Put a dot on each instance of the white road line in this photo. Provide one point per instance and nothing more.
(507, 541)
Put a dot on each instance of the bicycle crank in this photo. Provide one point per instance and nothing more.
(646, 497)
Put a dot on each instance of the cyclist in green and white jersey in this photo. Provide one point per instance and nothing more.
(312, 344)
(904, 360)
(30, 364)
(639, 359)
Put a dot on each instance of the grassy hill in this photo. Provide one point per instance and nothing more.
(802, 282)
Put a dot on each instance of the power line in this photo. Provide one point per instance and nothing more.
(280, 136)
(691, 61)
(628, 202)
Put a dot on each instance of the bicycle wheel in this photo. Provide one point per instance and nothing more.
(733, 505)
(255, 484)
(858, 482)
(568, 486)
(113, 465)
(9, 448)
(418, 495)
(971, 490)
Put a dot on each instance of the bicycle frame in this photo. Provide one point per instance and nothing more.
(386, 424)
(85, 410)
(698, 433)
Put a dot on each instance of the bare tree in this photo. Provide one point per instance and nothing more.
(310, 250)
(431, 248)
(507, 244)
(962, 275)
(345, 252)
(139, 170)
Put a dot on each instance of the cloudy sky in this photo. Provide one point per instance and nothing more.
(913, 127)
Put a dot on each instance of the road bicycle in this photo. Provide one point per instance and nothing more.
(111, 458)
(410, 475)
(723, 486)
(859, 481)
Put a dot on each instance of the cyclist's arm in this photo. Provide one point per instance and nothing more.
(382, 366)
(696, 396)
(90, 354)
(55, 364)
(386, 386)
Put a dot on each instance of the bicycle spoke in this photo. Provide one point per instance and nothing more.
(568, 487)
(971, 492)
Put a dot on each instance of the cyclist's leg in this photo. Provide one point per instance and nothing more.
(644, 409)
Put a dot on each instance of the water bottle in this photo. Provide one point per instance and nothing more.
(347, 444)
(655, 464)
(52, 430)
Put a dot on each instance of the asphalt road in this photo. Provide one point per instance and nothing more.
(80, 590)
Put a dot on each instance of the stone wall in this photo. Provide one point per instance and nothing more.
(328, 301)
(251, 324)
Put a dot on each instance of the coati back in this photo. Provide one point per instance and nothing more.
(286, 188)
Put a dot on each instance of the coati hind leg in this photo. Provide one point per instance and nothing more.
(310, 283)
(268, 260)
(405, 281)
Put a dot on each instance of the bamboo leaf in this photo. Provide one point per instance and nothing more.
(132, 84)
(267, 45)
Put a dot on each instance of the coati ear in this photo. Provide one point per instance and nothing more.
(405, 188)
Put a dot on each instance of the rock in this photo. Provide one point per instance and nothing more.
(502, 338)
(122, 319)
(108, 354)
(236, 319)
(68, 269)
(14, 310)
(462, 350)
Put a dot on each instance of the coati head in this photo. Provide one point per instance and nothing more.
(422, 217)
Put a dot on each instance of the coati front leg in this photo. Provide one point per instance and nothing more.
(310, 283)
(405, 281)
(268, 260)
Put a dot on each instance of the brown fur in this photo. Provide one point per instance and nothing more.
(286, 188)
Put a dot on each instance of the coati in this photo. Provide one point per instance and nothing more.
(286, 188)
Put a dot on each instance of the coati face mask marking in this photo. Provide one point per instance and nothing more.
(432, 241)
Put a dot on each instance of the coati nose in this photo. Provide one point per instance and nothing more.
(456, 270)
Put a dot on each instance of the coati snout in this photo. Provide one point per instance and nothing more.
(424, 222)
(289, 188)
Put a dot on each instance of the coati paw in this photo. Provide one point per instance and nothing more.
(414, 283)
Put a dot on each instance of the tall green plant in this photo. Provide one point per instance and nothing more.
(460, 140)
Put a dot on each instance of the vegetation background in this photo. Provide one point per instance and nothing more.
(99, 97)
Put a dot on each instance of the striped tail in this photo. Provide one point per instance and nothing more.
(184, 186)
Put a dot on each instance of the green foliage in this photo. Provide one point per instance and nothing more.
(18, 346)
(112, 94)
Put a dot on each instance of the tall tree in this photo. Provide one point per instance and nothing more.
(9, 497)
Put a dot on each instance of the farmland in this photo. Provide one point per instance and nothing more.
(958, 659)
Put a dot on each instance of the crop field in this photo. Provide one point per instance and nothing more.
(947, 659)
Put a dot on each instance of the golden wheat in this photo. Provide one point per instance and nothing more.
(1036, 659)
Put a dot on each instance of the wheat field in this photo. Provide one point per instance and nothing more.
__________________________________________________
### Task to complete:
Transcribe every record exactly, keeping each line as it is.

### Output of the task:
Put a dot on each instance of the white road line in this photo. Provide one point per instance and nothing more.
(507, 541)
Put a dot on each instance of the bicycle crank in this photo. Provide one point per instance and nothing more.
(646, 497)
Put a dot on each instance of the cyclist in green and white jersey in this photo. Provide one point per instance and nothing more.
(312, 344)
(904, 360)
(30, 364)
(639, 359)
Put a dot on each instance of the grassy hill in this photo. Provide one point per instance and nothing more.
(802, 282)
Put a dot on each instance of the power line in this photo. Provide one point per instance and nothing more.
(280, 136)
(691, 61)
(628, 202)
Put a dot on each instance of the bicycle wheel in this photo. Provide one point per instance and nothing more.
(733, 505)
(255, 484)
(858, 482)
(568, 486)
(113, 465)
(9, 448)
(418, 495)
(971, 490)
Put a dot on each instance of the bicycle frame in this photo. Provide one point per instance and nothing more.
(386, 424)
(85, 410)
(698, 433)
Put a dot on each instance of the bare tree in this photo. Provide one point per instance and nothing more.
(310, 250)
(431, 248)
(507, 244)
(962, 275)
(345, 252)
(139, 170)
Put a dot on each instance of the cloudy sky in this photo. Provide one point per instance and nothing more.
(913, 127)
Put a dot on each instance of the road bicycle in this photo. Provide one point per instance and nothing more.
(111, 458)
(410, 475)
(723, 486)
(859, 481)
Put a dot on each instance of the cyclist's arm in this photo. Provide one point per instance and nothing more.
(382, 366)
(696, 396)
(90, 354)
(55, 364)
(386, 386)
Put a dot on each instance of the bicycle spoke in this photo. Provide one point per instance and nothing more.
(568, 487)
(971, 492)
Put a dot on each instance of the cyclist's leg in this photo. Provide one point per instance and nothing more.
(644, 409)
Put a dot on each instance of the water bottle in this photo. Provide one point per instance and nothing more.
(347, 444)
(655, 464)
(52, 430)
Put a dot on each instance of the asphalt road in this photo. Provide one point per instance and nothing more.
(80, 590)
Put a dot on each instance of the stone wall in this photo. Provide one point per instance and nothing more.
(328, 301)
(251, 324)
Put a dot on each instance of the coati back in this photo. Provide one point per instance and nothing more.
(286, 188)
Put a dot on each instance of the coati hind leg in this photo. Provide one point per instance and nothing more.
(310, 283)
(268, 260)
(405, 281)
Put a dot on each instance of the bamboo leaf in this photo. Provide one point per instance and nothing more.
(132, 84)
(267, 45)
Put a dot on each instance of the coati ear in this photo. Provide one point per instance and nothing more.
(405, 188)
Put a dot on each instance of the rock in this photo. Provide one point per instance and nothing more.
(502, 338)
(122, 319)
(108, 354)
(236, 319)
(68, 269)
(14, 310)
(462, 350)
Put a dot on each instance of the coati head in this photo. Provide one point per instance and nothing more.
(422, 217)
Put a dot on each instance of the coati front leg in this photo. Provide one point per instance and nothing more.
(310, 283)
(405, 281)
(268, 260)
Put a dot on each instance of the brown fur in this photo. Provide one point per instance and nothing more.
(286, 188)
Put a dot on each instance of the coati in this photo. Provide one point per instance and nothing more.
(286, 188)
Put a dot on each instance of the coati face mask marking in this photo. Provide one point per instance and nothing more.
(432, 241)
Put a dot on each instance of the coati nose in this photo. Provide one point per instance and nothing more.
(456, 270)
Put a dot on each instance of the coati snout in this photo. Provide one point per instance and nothing more.
(424, 222)
(289, 188)
Put a dot on each instance of the coati paw in this photo. Provide one point per instance and nothing more.
(414, 283)
Put a dot on each instance of the tall green plant in this photo. Provide one point per instance and nothing more.
(460, 140)
Put a dot on each instance of the vegetation background in this photo. Provide one point per instance and nothing more.
(99, 97)
Put a dot on each instance of the striped tail in this photo. Provide one point per instance and nothing more.
(184, 186)
Put a dot on each instance of the green foliage in this photo. Provide one point per instance and nothing more.
(18, 346)
(112, 94)
Put a dot on each instance of the tall tree in this photo. Provide one point per instance and nothing more.
(9, 497)
Put a dot on each instance of the farmland in this photo. Provide one point per instance and nothing more.
(958, 659)
Put a dot on each instance of the crop field in this photo. Provide one point per instance and nothing more.
(947, 659)
Put a dot on each instance of the golden wheat in this photo. Provide one point per instance and nothing more.
(1036, 659)
Put a dot on each instance of the wheat field in this photo. Provide one point per instance and nothing more.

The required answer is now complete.